Set out exactly, and with nothing added, the line containing "Point out the long" and every line after it through the final line of the data.

☆ ☆ ☆ ☆

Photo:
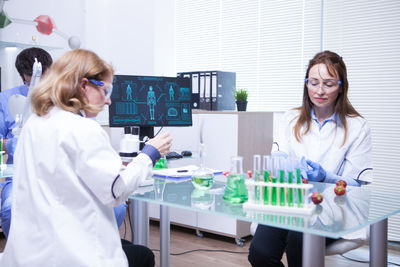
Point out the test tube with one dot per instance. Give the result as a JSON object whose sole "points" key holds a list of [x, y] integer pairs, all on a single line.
{"points": [[274, 179], [289, 173], [267, 168], [257, 177], [279, 169], [299, 191], [1, 154]]}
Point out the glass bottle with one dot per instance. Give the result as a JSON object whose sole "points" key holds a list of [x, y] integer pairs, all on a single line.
{"points": [[235, 189], [257, 177], [267, 167], [202, 178]]}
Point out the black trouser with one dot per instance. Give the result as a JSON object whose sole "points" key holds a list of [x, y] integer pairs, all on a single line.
{"points": [[138, 256], [269, 244]]}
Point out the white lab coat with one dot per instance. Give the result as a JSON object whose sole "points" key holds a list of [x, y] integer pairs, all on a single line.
{"points": [[62, 203], [325, 147]]}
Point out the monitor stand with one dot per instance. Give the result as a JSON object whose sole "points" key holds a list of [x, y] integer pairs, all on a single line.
{"points": [[145, 131]]}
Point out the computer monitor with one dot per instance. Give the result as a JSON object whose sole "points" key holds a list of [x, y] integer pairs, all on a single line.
{"points": [[149, 101]]}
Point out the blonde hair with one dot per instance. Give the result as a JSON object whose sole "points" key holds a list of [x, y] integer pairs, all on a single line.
{"points": [[62, 85]]}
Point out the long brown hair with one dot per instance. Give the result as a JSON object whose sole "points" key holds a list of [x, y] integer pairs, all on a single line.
{"points": [[336, 68], [61, 86]]}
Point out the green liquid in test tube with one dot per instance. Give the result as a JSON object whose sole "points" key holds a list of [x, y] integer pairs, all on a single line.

☆ ☆ ☆ ☆

TASK RESULT:
Point out the long brown hair with one dot per instance. Give the result as a JSON object whose sole "points" key holds a list of [x, y] integer pairs, all on a single line.
{"points": [[336, 68], [61, 86]]}
Point out the green liquid in test tube with one dot per instance. Give the result as a JSON object whose sole "points" key holds a list of [x, y] integer pairs, all on a single line.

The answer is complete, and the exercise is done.